▶ 指示 A
「flower」という語が入っている行を、すべて書き出してください。

▶ 本文抜粋
——
事業計画書の書き方がカギ!創業2期以降のおすすめ融資制度を徹底解説!【融資相談室】
スタートアップの融資を支援しているINQの若林( @wakaba_office )です。
また、「スタートアップ投資TV」というYouTubeチャンネルで、#融資相談室 というスタートアップ融資に関する情報を発信しています。
本記事は「事業計画書の書き方がカギ!創業2期以降のおすすめ融資制度を徹底解説!【融資相談室】」という動画の内容を書き起こしたものです。
Gazelle Capital 株式会社の近藤絵水さんを司会に、企業の月商ごとにどのような融資が適切なのかについて語りました。
創業1期未満の融資について
近藤さん:具体的に月商をどういった形で分けて考えたらいいのでしょうか。
若林:まず月商500万未満のところで1回切れるかなと思います。さらに500万未満の中でも、創業1期未満で月商0〜100万円くらいの間で言いますと、いわゆる創業融資のポイントになってきます。
大事なことが3つあります。
代表者の方の経験
自己資金
事業業計画
この3つが非常に重要なフェーズというのが創業1期未満ですね。このフェーズだと日本政策金融公庫と信用保証協会の保証付融資を使って借るのが基本になります。
日本政策金融公庫から融資を受けられる金額は300万から800万円くらいが平均値になるでしょう。そこに保証協会付融資をどれくらいのプラスオンできるかというような形になると思います、
近藤さん:MRR(月次経常収益)が100万円未満の企業は今お話しした内容に当てはまり、前回の動画で詳しく解説しているので、そちらを見ていただければと思います。
MRRが100万~500万円までの融資
若林:MRRが100万~500万円までで、かつ創業1期を超えているような企業は日本政策金融公庫でも自己資金要件がなくなってきたり、何より1期目の決算書があります。スタートアップの1期目の決算書はあんまり当てにならいことが多いのですが、とりあえず出てはいるのでここから少しずつ決算書のウェイトが大きくなってきます。
決算書を見てデータベースに入れた時に、ある種自動的に格付けというスタートラインが決まってくるので決算書の内容は非常に重要です。創業1期以降で、かつMRRが100万〜500万円となってくると、また違った取り組みが必要になります。
MRR100万~500万円の制度や金融機関
近藤さん:まずそのフェーズで教えていただきたいのが、どういう銀行が対象になるか、どういうところから融資が受けられるかですが、具体的にどういったような方々とご縁をいただくことになるのでしょうか。
若林:申し込み先は大きく変わらなくて、※日本政策金融公庫も2期未満は新創業融資が使えますし、それから保証協会付融資も8,000万円までの無担保無保証枠があり、それを超えない限に使えるので日本政策金融公庫と民間金融機関(銀行・信金・信組)の保証協会付融資がベースになるのは変わりません。
この時点だとまだプロパー融資みたいなものは基本的には厳しい段階にありますので、マル経融資というもので、商工会議所が窓口になって日本政策金融公庫のお財布から出すというものがあるので、そういったものも1期を超えていてかつ従業員が、サービス業だと5人以下など一定の条件を満たすと使える融資があります。日本政策金融公庫、保証協会付融資、マル経融資辺りが対象になってくるのがMRR100万から500万円の企業です。
——
▶ データ抜粋
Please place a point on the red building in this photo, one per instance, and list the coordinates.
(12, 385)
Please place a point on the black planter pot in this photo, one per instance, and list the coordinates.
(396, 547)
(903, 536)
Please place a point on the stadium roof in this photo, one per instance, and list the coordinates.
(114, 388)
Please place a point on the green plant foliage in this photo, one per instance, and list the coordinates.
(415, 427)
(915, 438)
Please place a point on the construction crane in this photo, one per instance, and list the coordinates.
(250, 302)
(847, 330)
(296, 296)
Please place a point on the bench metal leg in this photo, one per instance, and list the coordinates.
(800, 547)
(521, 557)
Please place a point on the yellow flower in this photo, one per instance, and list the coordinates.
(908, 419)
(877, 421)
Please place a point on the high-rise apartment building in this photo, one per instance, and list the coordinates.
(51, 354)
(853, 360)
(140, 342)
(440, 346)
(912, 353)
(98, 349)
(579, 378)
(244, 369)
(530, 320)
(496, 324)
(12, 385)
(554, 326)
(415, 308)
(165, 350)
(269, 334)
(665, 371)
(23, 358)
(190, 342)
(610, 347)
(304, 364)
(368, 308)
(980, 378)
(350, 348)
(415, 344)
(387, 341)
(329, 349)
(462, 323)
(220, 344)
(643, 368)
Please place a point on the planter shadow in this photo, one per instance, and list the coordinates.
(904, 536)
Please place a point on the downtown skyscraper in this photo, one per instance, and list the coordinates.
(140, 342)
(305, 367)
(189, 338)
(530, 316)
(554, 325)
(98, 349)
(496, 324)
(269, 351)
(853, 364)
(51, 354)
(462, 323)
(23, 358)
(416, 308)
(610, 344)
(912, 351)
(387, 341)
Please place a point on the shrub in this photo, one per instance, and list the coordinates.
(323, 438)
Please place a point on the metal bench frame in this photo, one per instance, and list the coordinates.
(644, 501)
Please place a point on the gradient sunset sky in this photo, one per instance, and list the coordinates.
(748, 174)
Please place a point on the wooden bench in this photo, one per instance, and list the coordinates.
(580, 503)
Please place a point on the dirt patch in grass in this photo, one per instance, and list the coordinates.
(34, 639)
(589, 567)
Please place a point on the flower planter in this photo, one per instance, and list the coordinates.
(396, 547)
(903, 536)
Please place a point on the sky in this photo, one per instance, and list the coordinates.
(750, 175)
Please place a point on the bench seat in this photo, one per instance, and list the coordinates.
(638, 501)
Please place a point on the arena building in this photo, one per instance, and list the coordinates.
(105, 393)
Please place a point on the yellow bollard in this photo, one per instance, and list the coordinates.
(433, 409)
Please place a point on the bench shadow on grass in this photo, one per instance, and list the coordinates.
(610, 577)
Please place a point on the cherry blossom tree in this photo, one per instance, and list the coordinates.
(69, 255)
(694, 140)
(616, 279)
——
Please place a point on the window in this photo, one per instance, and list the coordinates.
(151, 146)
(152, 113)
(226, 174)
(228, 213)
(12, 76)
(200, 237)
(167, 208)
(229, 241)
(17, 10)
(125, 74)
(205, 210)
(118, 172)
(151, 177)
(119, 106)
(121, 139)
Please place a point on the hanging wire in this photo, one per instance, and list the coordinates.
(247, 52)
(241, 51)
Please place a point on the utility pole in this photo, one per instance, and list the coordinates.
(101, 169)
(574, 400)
——
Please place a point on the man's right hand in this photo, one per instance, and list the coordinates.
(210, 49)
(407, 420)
——
▶ 指示 B
本文の「若林:申し込み先は大きく変わ」から始まって「万から500万円の企業です。」まで続く部分を、「商工会議所」を「商工会」に入れ替えて書き直してください。

▶ 解答 A
Please place a point on the yellow flower in this photo, one per instance, and list the coordinates.
Please place a point on the flower planter in this photo, one per instance, and list the coordinates.

▶ 解答 B
若林:申し込み先は大きく変わらなくて、※日本政策金融公庫も2期未満は新創業融資が使えますし、それから保証協会付融資も8,000万円までの無担保無保証枠があり、それを超えない限に使えるので日本政策金融公庫と民間金融機関(銀行・信金・信組)の保証協会付融資がベースになるのは変わりません。
この時点だとまだプロパー融資みたいなものは基本的には厳しい段階にありますので、マル経融資というもので、商工会が窓口になって日本政策金融公庫のお財布から出すというものがあるので、そういったものも1期を超えていてかつ従業員が、サービス業だと5人以下など一定の条件を満たすと使える融資があります。日本政策金融公庫、保証協会付融資、マル経融資辺りが対象になってくるのがMRR100万から500万円の企業です。